**Exercise description**
Output each entry exactly; skip nothing.

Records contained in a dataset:
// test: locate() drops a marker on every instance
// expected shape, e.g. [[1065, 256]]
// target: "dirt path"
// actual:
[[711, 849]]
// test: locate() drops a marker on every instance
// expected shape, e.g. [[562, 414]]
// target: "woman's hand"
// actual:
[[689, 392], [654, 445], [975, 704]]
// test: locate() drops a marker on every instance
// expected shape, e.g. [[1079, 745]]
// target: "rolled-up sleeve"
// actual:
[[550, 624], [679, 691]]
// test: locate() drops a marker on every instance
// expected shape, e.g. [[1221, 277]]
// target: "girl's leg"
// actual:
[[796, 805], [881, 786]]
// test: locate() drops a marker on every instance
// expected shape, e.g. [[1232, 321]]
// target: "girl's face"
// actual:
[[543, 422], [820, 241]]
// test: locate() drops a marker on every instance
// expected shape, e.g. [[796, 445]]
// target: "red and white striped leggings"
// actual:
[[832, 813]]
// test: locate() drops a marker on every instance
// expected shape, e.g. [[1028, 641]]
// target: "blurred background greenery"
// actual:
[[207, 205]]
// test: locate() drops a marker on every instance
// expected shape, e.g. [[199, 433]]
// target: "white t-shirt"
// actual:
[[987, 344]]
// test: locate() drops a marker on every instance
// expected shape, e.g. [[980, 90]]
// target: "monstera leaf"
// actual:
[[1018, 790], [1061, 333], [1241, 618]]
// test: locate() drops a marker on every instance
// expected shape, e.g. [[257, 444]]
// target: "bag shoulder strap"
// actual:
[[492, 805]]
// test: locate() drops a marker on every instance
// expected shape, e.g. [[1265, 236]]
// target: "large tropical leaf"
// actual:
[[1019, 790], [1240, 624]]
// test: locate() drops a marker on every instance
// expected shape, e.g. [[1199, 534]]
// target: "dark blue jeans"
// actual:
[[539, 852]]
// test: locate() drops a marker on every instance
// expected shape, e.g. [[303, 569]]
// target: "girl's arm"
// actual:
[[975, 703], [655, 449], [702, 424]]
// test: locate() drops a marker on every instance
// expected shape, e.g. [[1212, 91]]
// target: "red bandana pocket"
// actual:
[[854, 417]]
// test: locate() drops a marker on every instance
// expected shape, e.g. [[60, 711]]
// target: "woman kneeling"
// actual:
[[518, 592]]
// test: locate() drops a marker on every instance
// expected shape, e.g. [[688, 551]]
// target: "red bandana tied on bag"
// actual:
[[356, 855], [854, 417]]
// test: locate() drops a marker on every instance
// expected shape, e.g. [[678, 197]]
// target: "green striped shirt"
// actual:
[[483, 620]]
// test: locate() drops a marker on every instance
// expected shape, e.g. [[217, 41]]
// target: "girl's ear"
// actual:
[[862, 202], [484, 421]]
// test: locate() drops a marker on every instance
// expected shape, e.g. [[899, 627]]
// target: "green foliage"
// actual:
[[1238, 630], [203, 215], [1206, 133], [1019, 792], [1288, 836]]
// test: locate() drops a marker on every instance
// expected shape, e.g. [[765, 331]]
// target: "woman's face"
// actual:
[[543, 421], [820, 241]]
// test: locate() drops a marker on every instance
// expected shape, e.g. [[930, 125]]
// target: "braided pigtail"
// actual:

**Expected answer**
// test: locate() drops a marker on every instance
// expected shape, e.g. [[1065, 256]]
// target: "dirt path"
// actual:
[[711, 849]]
// test: locate() drops a marker on every instance
// expected shape, e.g. [[562, 414]]
// target: "woman's hand"
// actual:
[[689, 392], [654, 445], [975, 704]]
// test: locate() drops a marker on every instance
// expected shape, e.g. [[1079, 745]]
// target: "rolled-up sleeve"
// actual:
[[550, 624], [679, 691]]
// test: locate() drops a marker on every instance
// expected shape, e.g. [[1221, 277]]
// target: "girl's leg"
// actual:
[[796, 805], [881, 786]]
// test: locate() drops a marker on every instance
// expected shape, e.g. [[1232, 321]]
// target: "girl's face"
// actual:
[[543, 422], [820, 241]]
// test: locate() drops a marker on every instance
// expected shape, e.g. [[796, 445]]
// target: "red and white striped leggings"
// actual:
[[832, 813]]
// test: locate() drops a marker on every instance
// expected shape, e.g. [[1028, 641]]
// target: "blurred background greenery"
// actual:
[[207, 205]]
// test: locate() drops a marker on every instance
// expected shape, e.g. [[199, 433]]
// target: "white t-shirt"
// actual:
[[987, 344]]
// test: locate() drops a marker on every instance
// expected shape, e.g. [[980, 90]]
// target: "monstera leaf"
// actual:
[[1018, 790], [1061, 333], [1241, 618]]
// test: locate() drops a marker on every instance
// expected shape, e.g. [[257, 444]]
// target: "bag shoulder strap"
// actual:
[[492, 805]]
// test: locate() drops a marker on every instance
// expected shape, e.g. [[1265, 236]]
// target: "large tropical leaf"
// actual:
[[1019, 790], [1240, 624]]
// test: locate() drops a marker on every instance
// expected shape, e.g. [[1199, 534]]
// target: "dark blue jeans"
// actual:
[[539, 852]]
// test: locate() drops a marker on every instance
// expected shape, e.g. [[303, 569]]
// target: "girl's arm"
// actual:
[[975, 703], [655, 449], [702, 424]]
// test: locate() drops a marker on every instance
// expected shape, e.g. [[1212, 91]]
// target: "red bandana pocket"
// actual:
[[854, 417]]
// test: locate() drops a marker on every instance
// expected shape, e.g. [[60, 711]]
// target: "woman kneeling"
// actual:
[[518, 592]]
// test: locate() drops a marker on every instance
// expected shape, e.g. [[688, 551]]
// target: "red bandana tied on bag"
// actual:
[[356, 855], [854, 417]]
// test: locate() drops a marker on every instance
// expected shape, e.g. [[678, 197]]
// target: "green striped shirt"
// actual:
[[483, 620]]
// test: locate() drops a marker on every instance
// expected shape, e.g. [[217, 41]]
// target: "girl's ear"
// actual:
[[862, 202], [484, 421]]
// test: locate() drops a marker on every instance
// expected shape, e.g. [[899, 627]]
// target: "green foliage"
// actual:
[[1238, 630], [203, 215], [1206, 133], [1019, 792], [1288, 836]]
// test: locate() drops a marker on every instance
// expected shape, e.g. [[765, 331]]
// target: "woman's face"
// actual:
[[543, 421], [820, 241]]
// test: locate() drops a marker on every instance
// expected shape, e.g. [[930, 125]]
// target: "braided pigtail"
// actual:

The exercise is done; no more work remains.